**WORK TASK**
Which of the lines below hold "sack"? Please return each one.

[Items listed in a dataset]
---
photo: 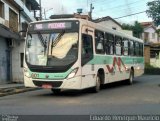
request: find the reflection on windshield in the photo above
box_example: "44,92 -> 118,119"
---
25,32 -> 78,67
49,33 -> 78,59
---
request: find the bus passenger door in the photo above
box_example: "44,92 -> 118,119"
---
81,26 -> 95,89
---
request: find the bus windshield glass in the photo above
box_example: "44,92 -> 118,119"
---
25,31 -> 78,67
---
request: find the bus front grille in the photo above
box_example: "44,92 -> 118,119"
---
33,80 -> 63,87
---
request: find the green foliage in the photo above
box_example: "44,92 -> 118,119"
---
121,21 -> 143,38
145,63 -> 155,68
156,29 -> 160,37
132,21 -> 143,38
121,23 -> 132,30
146,0 -> 160,26
145,63 -> 160,75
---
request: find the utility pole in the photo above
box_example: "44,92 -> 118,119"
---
89,3 -> 94,20
44,9 -> 46,20
39,0 -> 42,20
43,8 -> 53,20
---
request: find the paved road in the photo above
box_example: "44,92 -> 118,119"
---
0,75 -> 160,115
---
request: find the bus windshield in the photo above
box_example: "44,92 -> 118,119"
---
25,32 -> 78,67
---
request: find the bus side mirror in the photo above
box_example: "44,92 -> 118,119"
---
26,33 -> 32,48
27,38 -> 32,48
19,30 -> 27,38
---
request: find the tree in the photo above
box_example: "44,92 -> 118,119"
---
121,21 -> 143,38
132,21 -> 143,38
121,23 -> 132,30
146,0 -> 160,41
146,0 -> 160,26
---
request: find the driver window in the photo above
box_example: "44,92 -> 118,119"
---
82,34 -> 93,65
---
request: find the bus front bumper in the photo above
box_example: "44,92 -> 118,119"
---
25,76 -> 82,90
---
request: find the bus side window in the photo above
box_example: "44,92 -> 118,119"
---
133,41 -> 136,56
122,38 -> 129,56
95,30 -> 105,54
115,36 -> 122,55
81,34 -> 93,66
105,33 -> 114,55
135,42 -> 140,56
140,43 -> 143,57
129,40 -> 134,56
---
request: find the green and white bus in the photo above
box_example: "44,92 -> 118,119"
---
24,18 -> 144,93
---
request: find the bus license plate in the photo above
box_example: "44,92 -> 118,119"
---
42,84 -> 52,89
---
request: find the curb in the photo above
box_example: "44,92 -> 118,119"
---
0,87 -> 41,97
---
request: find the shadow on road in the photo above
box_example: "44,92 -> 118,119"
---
101,79 -> 140,89
34,79 -> 141,97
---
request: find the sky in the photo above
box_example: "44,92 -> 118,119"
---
38,0 -> 153,24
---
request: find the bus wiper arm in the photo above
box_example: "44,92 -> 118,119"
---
37,32 -> 47,48
51,31 -> 65,54
52,31 -> 65,47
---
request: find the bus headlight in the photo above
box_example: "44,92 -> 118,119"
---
67,68 -> 79,79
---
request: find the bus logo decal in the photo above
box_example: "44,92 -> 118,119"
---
106,57 -> 128,73
45,74 -> 49,79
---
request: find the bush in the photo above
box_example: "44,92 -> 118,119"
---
145,64 -> 160,75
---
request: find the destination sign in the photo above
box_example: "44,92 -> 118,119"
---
34,22 -> 72,30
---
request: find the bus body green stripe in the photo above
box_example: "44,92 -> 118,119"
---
88,55 -> 144,65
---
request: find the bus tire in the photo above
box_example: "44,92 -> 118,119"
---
127,69 -> 134,85
93,74 -> 101,93
51,89 -> 61,95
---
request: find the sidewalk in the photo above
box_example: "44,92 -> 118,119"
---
0,83 -> 24,89
0,83 -> 40,97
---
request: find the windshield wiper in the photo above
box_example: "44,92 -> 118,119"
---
50,31 -> 65,55
37,32 -> 47,54
37,32 -> 47,48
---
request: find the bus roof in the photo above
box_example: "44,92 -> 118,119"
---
30,18 -> 144,43
79,19 -> 144,43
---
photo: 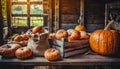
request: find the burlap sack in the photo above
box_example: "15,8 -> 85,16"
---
27,29 -> 50,56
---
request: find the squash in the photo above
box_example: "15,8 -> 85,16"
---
15,47 -> 32,59
44,48 -> 60,61
68,31 -> 80,42
75,25 -> 86,31
21,34 -> 29,41
79,31 -> 89,39
89,20 -> 118,55
14,35 -> 23,41
55,29 -> 68,40
67,29 -> 76,36
0,44 -> 22,57
32,25 -> 44,34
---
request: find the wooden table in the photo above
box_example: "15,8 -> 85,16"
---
0,54 -> 120,66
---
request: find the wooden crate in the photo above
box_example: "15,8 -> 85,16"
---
51,38 -> 90,58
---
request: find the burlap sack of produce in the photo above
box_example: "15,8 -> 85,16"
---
27,29 -> 50,56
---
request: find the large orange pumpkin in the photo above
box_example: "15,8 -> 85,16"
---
75,25 -> 86,31
89,20 -> 118,55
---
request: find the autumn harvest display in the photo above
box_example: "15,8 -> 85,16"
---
0,21 -> 119,61
89,20 -> 118,55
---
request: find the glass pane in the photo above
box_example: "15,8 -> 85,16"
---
12,0 -> 27,2
12,17 -> 27,26
12,5 -> 27,14
30,0 -> 43,2
30,17 -> 44,26
30,4 -> 43,14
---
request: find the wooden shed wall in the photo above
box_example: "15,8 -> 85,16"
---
58,0 -> 105,32
61,0 -> 80,24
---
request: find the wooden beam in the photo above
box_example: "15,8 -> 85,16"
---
55,0 -> 60,31
6,0 -> 11,28
80,0 -> 84,25
48,0 -> 53,32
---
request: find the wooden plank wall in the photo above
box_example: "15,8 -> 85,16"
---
61,0 -> 80,24
55,0 -> 105,32
85,0 -> 105,32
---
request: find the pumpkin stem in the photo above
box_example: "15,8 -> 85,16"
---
6,45 -> 11,48
104,20 -> 114,30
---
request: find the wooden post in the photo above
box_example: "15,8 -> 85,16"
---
48,0 -> 53,33
0,0 -> 3,45
55,0 -> 60,31
80,0 -> 84,25
6,0 -> 11,28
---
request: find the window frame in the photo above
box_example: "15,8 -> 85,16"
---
7,0 -> 49,28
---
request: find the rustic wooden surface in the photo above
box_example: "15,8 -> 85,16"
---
1,54 -> 120,66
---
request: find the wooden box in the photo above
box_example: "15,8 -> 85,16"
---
51,38 -> 90,58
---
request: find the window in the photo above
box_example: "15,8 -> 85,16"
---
10,0 -> 50,27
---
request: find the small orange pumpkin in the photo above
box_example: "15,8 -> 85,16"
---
67,29 -> 76,36
15,47 -> 32,59
44,48 -> 60,61
32,25 -> 44,34
13,35 -> 23,41
49,33 -> 56,39
80,31 -> 89,39
75,25 -> 86,31
55,29 -> 68,40
0,44 -> 22,57
21,34 -> 29,40
68,31 -> 80,42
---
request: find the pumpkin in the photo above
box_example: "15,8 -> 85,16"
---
44,48 -> 60,61
13,35 -> 23,41
49,33 -> 56,39
15,47 -> 32,59
68,31 -> 80,42
0,44 -> 22,57
21,34 -> 29,40
75,25 -> 86,31
67,29 -> 76,36
11,34 -> 19,41
89,20 -> 118,55
80,31 -> 89,39
32,25 -> 44,34
55,29 -> 68,40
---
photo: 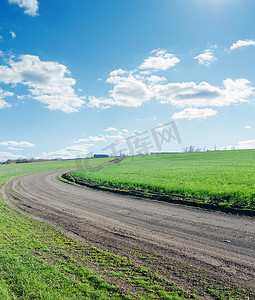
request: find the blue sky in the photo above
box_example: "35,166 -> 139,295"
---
0,0 -> 255,161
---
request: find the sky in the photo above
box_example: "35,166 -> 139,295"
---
0,0 -> 255,161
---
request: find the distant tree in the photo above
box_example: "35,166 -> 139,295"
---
189,146 -> 195,152
183,146 -> 196,153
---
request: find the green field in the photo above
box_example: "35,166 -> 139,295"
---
0,158 -> 111,187
71,150 -> 255,209
0,158 -> 191,299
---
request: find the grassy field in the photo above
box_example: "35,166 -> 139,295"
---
0,158 -> 111,187
0,158 -> 191,299
71,150 -> 255,209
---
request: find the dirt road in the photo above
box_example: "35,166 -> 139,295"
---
2,169 -> 255,294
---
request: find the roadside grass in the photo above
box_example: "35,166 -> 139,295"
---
0,201 -> 129,299
0,158 -> 191,299
70,150 -> 255,209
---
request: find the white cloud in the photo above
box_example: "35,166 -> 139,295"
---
244,125 -> 252,129
0,88 -> 14,98
89,76 -> 254,111
236,139 -> 255,149
109,68 -> 128,76
87,49 -> 254,115
172,108 -> 218,120
75,132 -> 125,144
38,144 -> 91,160
38,149 -> 77,160
0,54 -> 85,113
135,116 -> 157,123
8,147 -> 23,151
147,75 -> 167,84
194,49 -> 217,66
104,127 -> 118,132
8,0 -> 39,17
10,31 -> 16,39
90,74 -> 153,108
139,71 -> 150,75
76,135 -> 107,143
0,99 -> 11,109
0,152 -> 25,162
65,144 -> 93,152
108,75 -> 152,107
139,49 -> 180,71
153,78 -> 254,108
230,39 -> 255,51
87,96 -> 114,109
0,88 -> 13,109
0,141 -> 35,148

**TASK ANSWER**
request: find the burlap sack in the photo above
request: find the burlap sack of produce in the photo above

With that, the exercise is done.